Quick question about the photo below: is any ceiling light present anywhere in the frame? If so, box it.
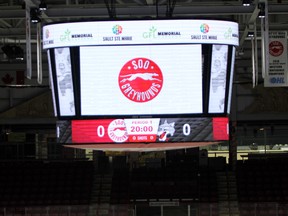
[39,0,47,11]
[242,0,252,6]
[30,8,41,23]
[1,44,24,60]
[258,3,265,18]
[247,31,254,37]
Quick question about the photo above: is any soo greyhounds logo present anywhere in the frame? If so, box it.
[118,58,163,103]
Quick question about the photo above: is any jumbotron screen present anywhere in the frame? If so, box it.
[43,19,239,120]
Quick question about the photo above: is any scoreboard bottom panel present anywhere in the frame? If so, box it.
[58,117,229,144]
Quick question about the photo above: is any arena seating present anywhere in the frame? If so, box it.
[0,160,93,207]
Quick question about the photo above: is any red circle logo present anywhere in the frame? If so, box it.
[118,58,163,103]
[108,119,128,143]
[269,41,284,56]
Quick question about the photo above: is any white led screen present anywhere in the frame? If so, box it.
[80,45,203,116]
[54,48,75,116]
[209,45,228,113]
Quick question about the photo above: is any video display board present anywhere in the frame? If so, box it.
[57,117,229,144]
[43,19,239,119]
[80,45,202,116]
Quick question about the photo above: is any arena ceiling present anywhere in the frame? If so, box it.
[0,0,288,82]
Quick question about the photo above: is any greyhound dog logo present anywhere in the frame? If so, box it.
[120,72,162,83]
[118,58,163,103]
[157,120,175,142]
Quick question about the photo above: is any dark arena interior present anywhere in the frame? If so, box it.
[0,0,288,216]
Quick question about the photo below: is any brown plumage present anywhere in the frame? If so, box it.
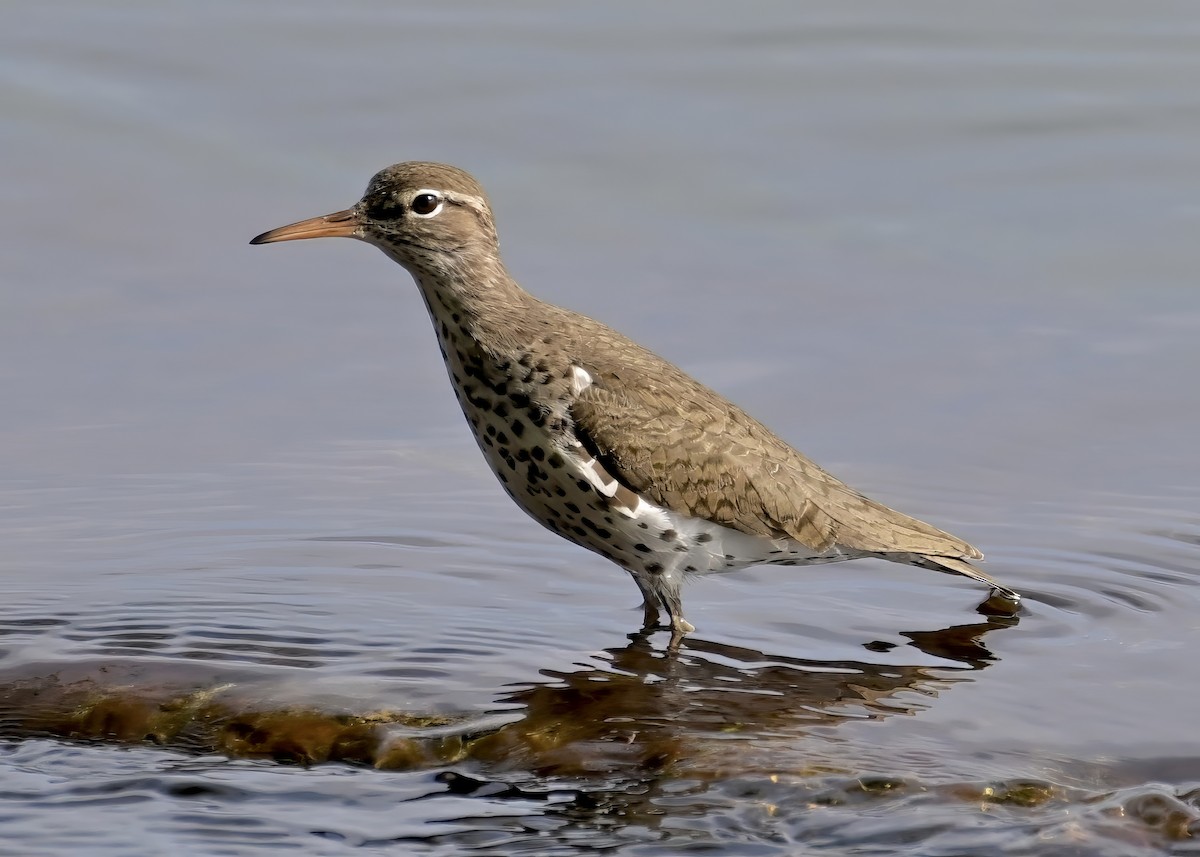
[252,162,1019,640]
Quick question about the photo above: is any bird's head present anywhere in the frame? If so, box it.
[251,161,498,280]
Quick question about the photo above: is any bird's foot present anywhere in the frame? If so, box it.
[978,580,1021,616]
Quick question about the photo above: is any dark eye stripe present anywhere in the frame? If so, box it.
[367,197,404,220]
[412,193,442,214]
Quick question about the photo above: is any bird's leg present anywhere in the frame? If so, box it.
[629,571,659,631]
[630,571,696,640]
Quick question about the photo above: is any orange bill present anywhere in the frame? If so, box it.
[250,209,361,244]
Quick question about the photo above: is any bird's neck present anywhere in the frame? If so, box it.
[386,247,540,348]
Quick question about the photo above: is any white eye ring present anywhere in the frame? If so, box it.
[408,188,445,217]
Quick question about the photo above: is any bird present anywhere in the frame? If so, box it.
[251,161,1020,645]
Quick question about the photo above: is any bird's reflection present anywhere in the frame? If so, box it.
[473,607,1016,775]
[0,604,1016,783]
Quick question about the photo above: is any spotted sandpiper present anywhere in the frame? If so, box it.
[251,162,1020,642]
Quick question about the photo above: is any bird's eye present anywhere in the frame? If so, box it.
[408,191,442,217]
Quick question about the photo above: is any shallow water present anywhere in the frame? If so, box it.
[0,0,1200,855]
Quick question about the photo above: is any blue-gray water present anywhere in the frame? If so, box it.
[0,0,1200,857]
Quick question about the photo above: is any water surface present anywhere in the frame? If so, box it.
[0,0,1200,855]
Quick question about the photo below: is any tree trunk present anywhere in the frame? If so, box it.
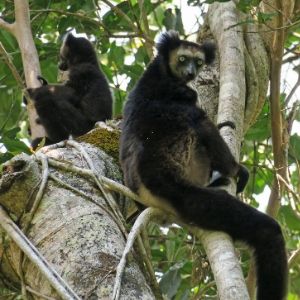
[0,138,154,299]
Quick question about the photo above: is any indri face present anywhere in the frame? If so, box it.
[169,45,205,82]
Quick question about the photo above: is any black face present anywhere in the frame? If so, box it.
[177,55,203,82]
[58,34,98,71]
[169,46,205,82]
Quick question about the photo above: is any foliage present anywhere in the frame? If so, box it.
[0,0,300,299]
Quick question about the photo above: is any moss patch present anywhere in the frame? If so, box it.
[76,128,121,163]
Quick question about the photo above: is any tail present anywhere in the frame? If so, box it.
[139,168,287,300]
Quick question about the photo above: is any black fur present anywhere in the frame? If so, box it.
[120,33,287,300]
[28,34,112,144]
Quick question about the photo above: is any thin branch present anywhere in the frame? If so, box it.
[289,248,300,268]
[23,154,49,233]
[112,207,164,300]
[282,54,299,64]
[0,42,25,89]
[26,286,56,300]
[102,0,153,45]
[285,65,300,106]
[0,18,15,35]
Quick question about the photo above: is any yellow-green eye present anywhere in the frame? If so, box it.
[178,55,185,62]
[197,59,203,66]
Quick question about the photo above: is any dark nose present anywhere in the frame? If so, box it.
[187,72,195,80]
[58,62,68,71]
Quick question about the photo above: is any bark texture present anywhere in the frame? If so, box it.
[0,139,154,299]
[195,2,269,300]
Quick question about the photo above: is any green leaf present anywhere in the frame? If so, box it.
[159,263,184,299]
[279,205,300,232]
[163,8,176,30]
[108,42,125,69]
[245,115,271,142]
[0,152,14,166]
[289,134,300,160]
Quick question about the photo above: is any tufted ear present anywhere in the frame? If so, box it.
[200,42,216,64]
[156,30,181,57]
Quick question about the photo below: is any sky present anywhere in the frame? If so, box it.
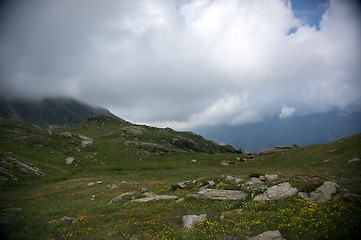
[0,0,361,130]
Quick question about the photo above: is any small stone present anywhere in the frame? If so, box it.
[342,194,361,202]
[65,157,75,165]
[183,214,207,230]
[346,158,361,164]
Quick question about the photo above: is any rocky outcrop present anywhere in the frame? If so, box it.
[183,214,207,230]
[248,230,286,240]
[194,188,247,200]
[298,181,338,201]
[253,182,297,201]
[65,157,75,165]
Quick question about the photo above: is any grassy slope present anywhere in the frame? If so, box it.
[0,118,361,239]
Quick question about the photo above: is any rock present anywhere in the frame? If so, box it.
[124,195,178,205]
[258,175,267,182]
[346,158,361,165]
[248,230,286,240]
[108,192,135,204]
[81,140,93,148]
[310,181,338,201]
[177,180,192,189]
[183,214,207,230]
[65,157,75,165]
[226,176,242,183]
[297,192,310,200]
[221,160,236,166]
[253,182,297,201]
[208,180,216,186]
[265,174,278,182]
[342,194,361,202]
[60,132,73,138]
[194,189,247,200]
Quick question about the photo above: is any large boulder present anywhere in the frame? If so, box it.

===============

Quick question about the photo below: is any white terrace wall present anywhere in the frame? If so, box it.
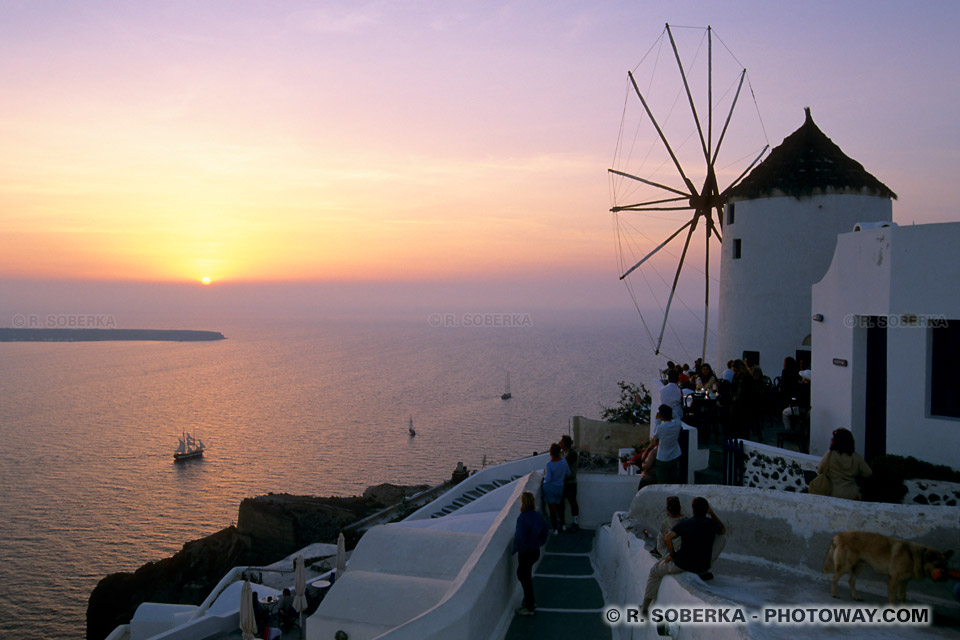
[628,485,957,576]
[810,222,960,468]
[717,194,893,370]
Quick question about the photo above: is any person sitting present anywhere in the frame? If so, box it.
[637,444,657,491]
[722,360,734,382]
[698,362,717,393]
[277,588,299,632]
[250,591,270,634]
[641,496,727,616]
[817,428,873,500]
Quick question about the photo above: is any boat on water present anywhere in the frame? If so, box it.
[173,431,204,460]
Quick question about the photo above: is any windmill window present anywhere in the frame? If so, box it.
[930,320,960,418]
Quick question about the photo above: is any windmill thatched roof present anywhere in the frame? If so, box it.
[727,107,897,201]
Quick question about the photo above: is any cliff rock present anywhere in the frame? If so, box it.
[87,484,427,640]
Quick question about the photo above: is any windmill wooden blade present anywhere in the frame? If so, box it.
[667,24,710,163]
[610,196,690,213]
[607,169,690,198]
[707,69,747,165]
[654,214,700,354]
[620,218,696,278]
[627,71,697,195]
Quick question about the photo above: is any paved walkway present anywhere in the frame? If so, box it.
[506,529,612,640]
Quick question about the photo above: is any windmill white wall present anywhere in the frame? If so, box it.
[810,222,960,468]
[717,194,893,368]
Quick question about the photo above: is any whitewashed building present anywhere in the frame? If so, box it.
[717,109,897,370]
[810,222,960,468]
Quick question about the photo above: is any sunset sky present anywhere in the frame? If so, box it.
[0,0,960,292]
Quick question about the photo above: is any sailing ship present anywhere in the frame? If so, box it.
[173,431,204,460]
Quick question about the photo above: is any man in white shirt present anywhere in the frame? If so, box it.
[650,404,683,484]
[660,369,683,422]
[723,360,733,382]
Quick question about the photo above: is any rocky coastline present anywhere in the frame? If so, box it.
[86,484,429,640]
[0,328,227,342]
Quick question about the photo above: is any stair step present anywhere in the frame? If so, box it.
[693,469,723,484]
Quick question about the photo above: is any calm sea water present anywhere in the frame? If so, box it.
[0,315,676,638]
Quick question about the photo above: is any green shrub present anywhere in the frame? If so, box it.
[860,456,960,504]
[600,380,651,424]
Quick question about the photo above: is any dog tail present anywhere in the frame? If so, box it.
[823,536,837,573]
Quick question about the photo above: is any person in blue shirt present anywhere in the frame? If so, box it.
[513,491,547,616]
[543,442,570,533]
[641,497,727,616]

===============

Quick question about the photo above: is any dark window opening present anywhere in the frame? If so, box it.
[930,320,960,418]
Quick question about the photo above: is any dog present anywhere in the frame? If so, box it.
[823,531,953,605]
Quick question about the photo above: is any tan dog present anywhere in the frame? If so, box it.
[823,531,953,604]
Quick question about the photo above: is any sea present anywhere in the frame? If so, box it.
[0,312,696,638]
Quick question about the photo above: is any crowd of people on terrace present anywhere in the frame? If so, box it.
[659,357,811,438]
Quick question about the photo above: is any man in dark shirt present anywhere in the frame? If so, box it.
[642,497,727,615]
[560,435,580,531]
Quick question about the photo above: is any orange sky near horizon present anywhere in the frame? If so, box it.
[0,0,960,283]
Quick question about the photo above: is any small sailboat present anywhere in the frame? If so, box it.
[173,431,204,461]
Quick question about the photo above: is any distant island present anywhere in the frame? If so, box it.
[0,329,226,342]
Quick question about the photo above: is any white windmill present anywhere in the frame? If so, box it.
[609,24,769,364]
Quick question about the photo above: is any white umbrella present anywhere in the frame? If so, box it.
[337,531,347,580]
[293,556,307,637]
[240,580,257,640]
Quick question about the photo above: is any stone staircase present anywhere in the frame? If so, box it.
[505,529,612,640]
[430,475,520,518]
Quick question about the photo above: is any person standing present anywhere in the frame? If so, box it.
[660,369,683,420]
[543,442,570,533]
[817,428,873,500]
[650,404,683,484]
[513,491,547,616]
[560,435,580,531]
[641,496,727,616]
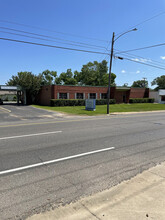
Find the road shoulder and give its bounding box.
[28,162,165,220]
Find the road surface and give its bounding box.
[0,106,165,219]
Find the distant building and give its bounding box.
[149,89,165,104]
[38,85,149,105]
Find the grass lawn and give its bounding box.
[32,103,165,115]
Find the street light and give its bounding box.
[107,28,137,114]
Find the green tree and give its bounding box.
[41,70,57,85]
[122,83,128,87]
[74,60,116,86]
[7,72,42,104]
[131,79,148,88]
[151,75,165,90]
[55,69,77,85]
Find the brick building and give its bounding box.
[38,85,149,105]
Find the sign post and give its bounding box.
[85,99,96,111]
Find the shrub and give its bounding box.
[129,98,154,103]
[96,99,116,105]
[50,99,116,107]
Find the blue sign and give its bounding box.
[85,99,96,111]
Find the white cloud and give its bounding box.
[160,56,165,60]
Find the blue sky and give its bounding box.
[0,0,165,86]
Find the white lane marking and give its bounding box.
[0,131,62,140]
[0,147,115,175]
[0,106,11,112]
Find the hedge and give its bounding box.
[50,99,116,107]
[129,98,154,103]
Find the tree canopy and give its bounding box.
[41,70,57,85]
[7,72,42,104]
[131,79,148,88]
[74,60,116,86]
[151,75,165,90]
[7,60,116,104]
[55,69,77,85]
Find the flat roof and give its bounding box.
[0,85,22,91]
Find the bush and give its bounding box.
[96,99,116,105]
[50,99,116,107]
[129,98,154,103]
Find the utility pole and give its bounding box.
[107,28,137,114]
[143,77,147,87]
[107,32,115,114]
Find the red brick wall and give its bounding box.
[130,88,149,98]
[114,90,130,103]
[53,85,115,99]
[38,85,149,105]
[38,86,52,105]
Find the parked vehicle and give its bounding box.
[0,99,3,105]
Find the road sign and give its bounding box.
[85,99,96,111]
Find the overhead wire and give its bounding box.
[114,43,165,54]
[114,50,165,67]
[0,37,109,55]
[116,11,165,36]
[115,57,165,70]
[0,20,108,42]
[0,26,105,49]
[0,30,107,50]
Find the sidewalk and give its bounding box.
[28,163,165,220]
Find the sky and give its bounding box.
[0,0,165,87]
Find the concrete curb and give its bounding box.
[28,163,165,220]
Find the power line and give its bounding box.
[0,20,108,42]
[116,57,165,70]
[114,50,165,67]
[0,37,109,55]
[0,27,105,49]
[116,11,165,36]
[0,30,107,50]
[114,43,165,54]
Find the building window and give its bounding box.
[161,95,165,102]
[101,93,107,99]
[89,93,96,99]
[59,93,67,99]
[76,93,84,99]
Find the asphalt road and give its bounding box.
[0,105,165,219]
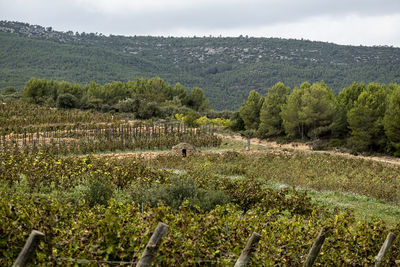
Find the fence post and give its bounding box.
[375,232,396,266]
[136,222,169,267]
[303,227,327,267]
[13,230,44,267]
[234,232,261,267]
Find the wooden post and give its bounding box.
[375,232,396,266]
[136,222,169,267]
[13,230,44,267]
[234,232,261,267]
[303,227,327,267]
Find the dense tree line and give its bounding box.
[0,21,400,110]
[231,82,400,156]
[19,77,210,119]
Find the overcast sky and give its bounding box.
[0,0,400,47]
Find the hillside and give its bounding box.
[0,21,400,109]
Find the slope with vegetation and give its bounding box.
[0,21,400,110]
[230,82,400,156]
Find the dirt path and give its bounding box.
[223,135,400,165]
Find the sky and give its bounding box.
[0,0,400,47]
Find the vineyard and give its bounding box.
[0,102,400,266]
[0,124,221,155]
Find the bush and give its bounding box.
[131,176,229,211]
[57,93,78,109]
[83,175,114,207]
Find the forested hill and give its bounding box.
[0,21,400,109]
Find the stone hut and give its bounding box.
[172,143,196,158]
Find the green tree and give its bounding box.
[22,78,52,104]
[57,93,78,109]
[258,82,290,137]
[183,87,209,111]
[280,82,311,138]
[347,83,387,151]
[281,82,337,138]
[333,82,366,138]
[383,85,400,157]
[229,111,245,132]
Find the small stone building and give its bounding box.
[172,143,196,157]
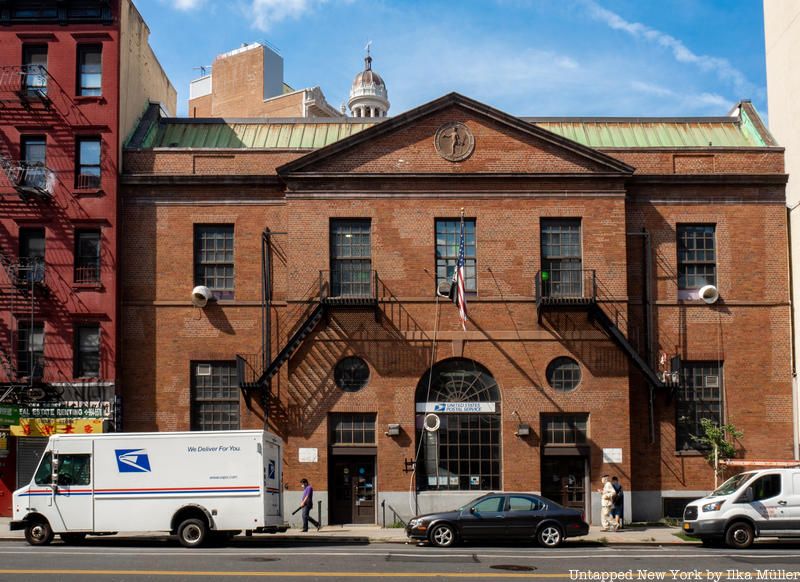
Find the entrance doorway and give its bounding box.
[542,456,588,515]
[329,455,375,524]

===============

> [Direction]: Copy out the records starting with the line that contains "Quick question about the photo above: is any person sitting" and going on through the line that contains "[727,107,897,201]", with both of those lines included.

> [Task response]:
Quick question about the photo above: is any person sitting present anywhere in the frame? If so, box it.
[637,444,657,491]
[722,360,734,382]
[698,362,717,393]
[277,588,299,632]
[250,591,270,634]
[641,496,727,616]
[817,428,873,500]
Quick question about the photo above: is any boat on water present anywhere in the frame? If so, box it.
[173,431,204,460]
Quick question about the photo above: is any windmill window present anywhere in the frame? If so, box it.
[930,320,960,418]
Quick question about the photo above: is any windmill thatched roof present anywhere in the frame? If so, box it.
[727,107,897,201]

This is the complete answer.